**Source**
──────────────────────────────
Les banquiers et les émeutiers ont quelque chose en commun, mais ce n’est pas ce que les experts pensent.
Par Nicole Gelinas
Un article paru dans le City Journal, le 18.08.2011
Ces conservateurs semblent avoir mis le doigt sur quelque chose. Ce n’est pas tant que les pillards et les banquiers soient semblables par leur avidité et leur absence d’empathie ou que les pillards soient jaloux de la richesse des banquiers. Le fait est que depuis deux décennies le gouvernement britannique a adopté la même approche vis-à-vis des financiers et des défavorisés en les traitant comme des groupes que l’on devrait protéger contre les forces de la discipline. Les banquiers et les pilleurs ont répondu de manière prévisible à ce dorlotage.
Commençons par les banquiers. Londres, comme New York, est une capitale de la finance mondiale. Depuis les années 1980, les grandes entreprises financières londoniennes et américaines ont bénéficié de la volonté des gouvernements occidentaux de les protéger contre les forces du marché. Comme l’a écrit Philip Augar, un vétéran du monde bancaire anglais, dans Reckless : The Rise and Fall of the City : « l’intuition que la banque centrale américaine renflouerait les marchés dès que nécessaire » a contribué à diriger l’argent des investisseurs (pas seulement à New York mais aussi à Londres) vers le secteur financier plutôt que dans d’autres industries. Après tout, cette activité extrêmement profitable était infaillible. Les investisseurs et les dirigeants des grandes banques savaient qu’ils n’étaient soumis à aucune discipline. Ce n’est pas une surprise s’ils n’ont pas fait grand chose pour se discipliner eux-mêmes. Pour alourdir l’addition, les banques ont envoyé l’argent que les investisseurs leur avaient confié dans un trou noir de titres constitués de prêts qui ne seront jamais remboursés. Ainsi depuis 2008, le soutien sans faille de l’État à la finance n’a fait que se renforcer. Le gouvernement britannique détient toujours deux des plus grandes banques du pays : la Lloyds et la Royal Bank of Scotland. La morale de l’histoire est simple: si vous protégez les financiers imprudents, vous en aurez encore plus.
──────────────────────────────
Lignes du jeu de données:
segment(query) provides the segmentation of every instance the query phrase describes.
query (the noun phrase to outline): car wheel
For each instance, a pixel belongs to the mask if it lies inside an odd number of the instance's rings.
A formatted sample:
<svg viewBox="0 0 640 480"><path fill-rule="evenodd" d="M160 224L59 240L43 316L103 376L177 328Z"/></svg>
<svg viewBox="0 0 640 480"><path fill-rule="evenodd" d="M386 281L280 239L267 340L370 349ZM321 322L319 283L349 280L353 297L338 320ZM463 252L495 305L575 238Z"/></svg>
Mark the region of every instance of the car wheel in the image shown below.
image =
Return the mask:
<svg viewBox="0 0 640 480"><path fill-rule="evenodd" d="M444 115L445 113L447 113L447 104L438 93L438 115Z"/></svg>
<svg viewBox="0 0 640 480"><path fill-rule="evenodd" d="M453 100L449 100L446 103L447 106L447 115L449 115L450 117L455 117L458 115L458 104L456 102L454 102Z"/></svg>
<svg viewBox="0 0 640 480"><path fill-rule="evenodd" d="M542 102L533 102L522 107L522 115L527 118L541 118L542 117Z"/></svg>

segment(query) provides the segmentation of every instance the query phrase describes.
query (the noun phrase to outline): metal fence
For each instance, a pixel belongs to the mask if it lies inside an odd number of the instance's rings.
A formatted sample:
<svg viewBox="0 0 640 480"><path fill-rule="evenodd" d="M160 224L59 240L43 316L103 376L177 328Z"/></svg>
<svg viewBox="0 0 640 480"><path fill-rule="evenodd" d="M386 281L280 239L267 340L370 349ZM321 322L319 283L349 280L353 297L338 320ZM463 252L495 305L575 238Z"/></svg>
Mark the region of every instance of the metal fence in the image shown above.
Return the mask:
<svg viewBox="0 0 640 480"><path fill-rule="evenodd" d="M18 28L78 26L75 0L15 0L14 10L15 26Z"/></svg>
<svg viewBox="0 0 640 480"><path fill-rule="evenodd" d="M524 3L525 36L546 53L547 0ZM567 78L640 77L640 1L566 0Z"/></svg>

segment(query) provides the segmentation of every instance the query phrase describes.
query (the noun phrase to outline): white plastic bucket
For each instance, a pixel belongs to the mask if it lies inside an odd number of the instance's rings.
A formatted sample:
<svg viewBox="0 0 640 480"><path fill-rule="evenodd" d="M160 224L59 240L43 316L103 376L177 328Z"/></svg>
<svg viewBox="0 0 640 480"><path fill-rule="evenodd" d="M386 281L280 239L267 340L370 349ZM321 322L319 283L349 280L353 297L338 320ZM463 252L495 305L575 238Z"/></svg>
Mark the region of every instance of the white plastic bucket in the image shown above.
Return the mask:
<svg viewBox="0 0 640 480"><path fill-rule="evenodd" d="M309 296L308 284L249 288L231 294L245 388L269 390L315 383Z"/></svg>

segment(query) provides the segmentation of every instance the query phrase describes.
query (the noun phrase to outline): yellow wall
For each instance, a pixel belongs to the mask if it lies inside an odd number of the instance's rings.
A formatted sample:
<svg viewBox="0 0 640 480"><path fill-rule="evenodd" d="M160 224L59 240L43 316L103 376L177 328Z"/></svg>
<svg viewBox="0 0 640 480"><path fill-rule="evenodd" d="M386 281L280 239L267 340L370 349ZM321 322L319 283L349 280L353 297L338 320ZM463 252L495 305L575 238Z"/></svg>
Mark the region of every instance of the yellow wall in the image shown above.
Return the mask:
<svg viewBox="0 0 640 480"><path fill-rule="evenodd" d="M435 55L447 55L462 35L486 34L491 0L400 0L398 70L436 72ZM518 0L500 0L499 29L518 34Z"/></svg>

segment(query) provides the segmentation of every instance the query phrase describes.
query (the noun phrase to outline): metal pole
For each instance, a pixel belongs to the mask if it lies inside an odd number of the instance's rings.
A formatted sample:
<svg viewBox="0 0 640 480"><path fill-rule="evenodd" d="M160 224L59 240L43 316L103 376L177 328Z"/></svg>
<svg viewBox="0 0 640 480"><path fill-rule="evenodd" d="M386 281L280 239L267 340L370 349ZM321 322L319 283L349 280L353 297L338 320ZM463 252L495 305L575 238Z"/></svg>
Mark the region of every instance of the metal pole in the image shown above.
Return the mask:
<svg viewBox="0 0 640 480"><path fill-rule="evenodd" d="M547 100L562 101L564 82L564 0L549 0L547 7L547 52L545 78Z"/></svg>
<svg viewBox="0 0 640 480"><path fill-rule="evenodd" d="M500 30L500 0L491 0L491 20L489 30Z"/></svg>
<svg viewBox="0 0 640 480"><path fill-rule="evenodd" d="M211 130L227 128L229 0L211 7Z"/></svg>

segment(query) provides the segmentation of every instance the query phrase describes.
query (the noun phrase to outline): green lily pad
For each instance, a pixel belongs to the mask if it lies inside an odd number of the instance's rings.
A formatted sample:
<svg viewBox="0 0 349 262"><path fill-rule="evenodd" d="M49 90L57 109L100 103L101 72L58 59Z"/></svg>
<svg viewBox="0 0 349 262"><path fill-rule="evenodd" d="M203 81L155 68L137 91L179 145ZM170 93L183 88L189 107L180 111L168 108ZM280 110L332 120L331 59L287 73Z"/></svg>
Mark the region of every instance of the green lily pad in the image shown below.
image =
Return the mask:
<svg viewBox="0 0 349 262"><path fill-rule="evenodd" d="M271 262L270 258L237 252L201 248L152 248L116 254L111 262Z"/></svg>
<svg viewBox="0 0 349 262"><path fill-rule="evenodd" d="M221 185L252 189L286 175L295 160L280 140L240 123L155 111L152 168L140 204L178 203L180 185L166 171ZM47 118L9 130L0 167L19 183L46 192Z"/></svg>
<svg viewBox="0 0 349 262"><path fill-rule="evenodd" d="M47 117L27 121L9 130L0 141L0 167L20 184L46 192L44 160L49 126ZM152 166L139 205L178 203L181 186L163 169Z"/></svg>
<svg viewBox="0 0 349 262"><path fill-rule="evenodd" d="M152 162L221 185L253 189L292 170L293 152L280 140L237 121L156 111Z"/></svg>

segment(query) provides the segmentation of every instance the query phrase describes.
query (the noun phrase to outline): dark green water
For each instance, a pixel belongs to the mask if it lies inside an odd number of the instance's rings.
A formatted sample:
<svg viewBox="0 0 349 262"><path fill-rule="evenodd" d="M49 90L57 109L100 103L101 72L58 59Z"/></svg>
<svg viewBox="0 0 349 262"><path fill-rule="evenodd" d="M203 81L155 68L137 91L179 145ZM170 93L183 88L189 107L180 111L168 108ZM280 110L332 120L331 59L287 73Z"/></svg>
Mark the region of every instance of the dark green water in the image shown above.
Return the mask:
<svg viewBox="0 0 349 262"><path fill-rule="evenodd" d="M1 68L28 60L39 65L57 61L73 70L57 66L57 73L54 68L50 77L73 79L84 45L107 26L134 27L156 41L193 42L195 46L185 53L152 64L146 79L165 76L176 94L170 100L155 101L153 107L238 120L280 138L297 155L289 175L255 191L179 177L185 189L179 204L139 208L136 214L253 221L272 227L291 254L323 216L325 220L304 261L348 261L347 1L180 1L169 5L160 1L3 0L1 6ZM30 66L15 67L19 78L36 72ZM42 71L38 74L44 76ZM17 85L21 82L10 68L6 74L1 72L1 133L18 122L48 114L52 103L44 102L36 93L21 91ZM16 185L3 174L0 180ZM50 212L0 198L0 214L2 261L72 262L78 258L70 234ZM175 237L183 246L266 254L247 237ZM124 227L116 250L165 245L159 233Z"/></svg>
──────────────────────────────
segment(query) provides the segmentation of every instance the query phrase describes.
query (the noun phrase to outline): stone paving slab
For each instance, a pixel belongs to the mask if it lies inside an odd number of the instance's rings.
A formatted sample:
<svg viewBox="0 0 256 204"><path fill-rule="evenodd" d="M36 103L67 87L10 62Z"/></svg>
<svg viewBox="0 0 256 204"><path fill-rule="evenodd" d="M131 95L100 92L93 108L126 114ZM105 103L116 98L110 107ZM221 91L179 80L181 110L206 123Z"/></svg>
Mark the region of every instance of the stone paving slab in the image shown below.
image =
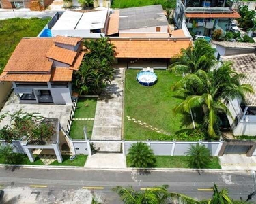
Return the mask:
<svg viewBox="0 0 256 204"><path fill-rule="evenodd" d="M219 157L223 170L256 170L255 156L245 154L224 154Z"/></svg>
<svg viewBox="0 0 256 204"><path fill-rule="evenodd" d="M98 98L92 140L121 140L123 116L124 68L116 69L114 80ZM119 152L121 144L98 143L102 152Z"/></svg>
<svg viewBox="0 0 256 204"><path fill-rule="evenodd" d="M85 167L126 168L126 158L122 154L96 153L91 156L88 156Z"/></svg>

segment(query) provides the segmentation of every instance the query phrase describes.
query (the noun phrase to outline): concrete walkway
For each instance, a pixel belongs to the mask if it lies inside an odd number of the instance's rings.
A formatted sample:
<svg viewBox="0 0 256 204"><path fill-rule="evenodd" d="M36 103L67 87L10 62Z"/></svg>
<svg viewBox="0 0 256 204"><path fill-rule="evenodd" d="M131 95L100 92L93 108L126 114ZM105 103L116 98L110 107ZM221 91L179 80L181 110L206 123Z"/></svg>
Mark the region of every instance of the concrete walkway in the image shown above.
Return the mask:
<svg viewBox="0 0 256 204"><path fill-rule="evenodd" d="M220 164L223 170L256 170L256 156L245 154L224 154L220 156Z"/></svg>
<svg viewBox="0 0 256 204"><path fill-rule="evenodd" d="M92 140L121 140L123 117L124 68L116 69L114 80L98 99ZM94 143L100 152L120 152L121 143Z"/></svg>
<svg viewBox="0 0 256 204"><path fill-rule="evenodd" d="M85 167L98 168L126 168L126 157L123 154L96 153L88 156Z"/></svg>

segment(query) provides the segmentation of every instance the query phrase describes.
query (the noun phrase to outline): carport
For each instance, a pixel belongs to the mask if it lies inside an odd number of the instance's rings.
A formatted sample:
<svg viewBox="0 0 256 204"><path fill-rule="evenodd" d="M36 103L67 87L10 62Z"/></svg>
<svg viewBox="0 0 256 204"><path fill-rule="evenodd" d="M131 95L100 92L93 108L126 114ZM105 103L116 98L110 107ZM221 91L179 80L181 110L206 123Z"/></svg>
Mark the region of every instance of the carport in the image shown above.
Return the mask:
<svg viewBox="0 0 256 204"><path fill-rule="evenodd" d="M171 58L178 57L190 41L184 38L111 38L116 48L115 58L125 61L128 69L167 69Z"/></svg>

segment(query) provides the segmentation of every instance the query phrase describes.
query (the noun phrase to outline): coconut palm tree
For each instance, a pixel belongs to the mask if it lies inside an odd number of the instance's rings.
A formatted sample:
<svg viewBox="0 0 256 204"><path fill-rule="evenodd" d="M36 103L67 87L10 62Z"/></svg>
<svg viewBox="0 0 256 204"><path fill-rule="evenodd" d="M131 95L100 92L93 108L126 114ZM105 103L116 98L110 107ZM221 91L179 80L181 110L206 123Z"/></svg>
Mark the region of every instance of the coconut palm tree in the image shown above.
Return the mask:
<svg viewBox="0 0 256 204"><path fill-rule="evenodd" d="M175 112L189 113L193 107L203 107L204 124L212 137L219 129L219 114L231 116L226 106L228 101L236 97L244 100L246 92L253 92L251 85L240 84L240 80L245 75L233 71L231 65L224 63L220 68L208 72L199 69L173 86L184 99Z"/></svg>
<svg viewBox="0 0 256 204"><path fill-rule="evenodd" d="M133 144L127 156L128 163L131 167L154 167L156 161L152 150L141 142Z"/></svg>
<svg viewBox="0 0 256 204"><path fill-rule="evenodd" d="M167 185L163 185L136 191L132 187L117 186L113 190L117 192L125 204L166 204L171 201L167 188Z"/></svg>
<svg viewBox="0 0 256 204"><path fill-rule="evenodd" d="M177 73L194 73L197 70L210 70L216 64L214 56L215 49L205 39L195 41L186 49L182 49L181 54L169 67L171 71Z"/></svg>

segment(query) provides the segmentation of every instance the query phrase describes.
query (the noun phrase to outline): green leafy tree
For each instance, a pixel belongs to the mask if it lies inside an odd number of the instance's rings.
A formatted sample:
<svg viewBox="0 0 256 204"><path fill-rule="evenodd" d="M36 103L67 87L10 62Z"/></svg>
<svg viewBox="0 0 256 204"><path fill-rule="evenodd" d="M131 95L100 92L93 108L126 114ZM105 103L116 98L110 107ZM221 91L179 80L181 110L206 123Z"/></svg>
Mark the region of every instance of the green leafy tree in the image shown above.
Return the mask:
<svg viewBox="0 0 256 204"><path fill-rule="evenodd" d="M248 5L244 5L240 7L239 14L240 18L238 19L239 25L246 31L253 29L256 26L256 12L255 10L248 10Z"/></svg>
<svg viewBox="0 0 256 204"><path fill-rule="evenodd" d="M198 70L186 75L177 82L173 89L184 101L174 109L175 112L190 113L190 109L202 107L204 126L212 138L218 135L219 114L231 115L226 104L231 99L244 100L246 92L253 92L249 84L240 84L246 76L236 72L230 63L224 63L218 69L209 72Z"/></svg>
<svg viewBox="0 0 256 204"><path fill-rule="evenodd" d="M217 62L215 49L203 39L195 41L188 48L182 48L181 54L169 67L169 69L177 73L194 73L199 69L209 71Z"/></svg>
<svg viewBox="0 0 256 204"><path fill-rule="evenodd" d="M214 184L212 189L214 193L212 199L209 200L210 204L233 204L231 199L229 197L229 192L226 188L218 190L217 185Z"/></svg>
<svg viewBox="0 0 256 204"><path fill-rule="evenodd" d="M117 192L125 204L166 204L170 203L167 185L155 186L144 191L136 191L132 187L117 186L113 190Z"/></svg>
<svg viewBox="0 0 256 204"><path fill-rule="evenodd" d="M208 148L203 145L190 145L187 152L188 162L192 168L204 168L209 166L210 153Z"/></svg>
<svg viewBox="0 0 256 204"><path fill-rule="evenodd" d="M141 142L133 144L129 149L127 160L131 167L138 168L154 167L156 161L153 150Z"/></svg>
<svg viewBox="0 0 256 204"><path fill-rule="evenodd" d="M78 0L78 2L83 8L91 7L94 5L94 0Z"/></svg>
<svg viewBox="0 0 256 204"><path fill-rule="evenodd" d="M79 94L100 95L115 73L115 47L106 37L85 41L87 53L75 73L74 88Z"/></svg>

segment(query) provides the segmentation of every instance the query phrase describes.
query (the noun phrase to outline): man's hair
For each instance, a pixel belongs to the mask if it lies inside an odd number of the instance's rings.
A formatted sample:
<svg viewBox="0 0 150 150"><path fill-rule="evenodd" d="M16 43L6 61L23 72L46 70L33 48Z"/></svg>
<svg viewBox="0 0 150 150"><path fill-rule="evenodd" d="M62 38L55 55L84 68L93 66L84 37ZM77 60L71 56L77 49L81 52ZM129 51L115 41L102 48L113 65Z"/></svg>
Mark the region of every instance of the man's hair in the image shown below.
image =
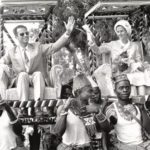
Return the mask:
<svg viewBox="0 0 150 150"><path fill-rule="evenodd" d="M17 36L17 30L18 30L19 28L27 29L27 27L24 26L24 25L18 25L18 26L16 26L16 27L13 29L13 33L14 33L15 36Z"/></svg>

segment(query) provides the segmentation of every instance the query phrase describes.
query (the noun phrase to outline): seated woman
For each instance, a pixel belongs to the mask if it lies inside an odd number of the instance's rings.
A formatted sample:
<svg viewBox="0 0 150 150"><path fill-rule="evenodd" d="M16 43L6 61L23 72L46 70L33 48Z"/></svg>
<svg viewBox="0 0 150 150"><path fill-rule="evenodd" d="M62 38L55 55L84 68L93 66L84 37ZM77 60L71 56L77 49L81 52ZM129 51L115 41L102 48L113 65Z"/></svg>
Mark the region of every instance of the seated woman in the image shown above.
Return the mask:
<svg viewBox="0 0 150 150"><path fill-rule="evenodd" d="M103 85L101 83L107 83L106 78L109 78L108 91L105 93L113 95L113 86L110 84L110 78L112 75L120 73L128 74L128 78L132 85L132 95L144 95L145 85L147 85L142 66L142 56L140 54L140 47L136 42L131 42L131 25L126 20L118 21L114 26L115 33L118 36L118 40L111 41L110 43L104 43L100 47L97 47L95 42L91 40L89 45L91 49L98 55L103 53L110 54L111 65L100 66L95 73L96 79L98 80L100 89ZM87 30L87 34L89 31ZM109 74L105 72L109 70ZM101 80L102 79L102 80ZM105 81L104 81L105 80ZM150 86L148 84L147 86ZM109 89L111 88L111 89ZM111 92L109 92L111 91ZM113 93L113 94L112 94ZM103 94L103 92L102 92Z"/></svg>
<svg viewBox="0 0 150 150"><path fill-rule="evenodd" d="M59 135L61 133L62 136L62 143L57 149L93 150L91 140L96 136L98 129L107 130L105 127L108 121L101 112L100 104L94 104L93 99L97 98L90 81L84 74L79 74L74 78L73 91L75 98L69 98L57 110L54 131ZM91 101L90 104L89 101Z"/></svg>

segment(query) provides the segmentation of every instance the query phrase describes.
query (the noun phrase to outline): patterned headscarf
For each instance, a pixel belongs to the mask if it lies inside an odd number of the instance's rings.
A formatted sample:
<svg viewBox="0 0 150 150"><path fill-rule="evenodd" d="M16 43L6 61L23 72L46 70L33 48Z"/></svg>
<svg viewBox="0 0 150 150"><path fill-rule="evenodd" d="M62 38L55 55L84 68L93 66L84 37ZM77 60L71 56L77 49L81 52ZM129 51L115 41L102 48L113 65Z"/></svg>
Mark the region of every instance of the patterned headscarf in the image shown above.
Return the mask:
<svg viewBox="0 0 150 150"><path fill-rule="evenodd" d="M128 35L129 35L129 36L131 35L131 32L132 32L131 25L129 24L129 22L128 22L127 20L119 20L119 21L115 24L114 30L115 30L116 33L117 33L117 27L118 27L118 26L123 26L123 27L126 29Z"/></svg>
──────────────────────────────
Poursuivez l'article consacré aux banquiers et aux émeutiers à partir de sa dernière phrase.

**Réponse attendue**
Une morale similaire s’applique aux pilleurs : si vous ne punissez pas les mauvais comportements, ils se développeront. Le gouvernement a clairement fait savoir qu’il ne croyait pas dans des peines de prison longues en dehors des cas de meurtre. Dans le London Times, Harriet Sergeant, auteur de Wasted : The Betrayal of White Working Class and Black Caribbean Boys, a décrit ce qu’un garçon lui avait raconté : « Nous avons dealé de la drogue en classe. Ils savaient ce que nous faisions mais ils n’ont rien fait. » Les tabloïds britanniques de cette semaine ont rapporté un autre cas de refus de l’État de punir les criminels : un juge a réduit la peine de prison d’un trafiquant de drogue parce qu’une année de peine aurait permis aux autorités de l’immigration de lancer une procédure d’expulsion de Grande-Bretagne contre cet homme qui l’a déjà été par deux fois.
Ainsi, les pillards, comme les banquiers, constituèrent une infime minorité de gens qui devinrent d’habiles exploiteurs des politiques gouvernementales. Ce sont des individus qui ont reconnu les signaux envoyés par le gouvernement et y ont répondu de manière rationnelle. Ce n’est pas une surprise que les pillards ont pensé qu’ils pouvaient s’en tirer en participant aux joies de la razzia. Contrairement aux banquiers, ils ont eu tort. La Grande-Bretagne commence à réagir fermement à leurs actes. Mais la meilleure manière de gouverner les gens et les marchés reste d’envoyer des signaux cohérents, de long terme, et pas de soudaines démonstrations de force. Si les Britanniques respectueux des lois ne sont pas satisfaits des résultats de la planification financière centrale et de l’ingénierie sociale, ils doivent demander à leur gouvernement d’arrêter d’envoyer de mauvaises incitations.
(*) Nicole Gelinas est chroniqueuse au City Journal.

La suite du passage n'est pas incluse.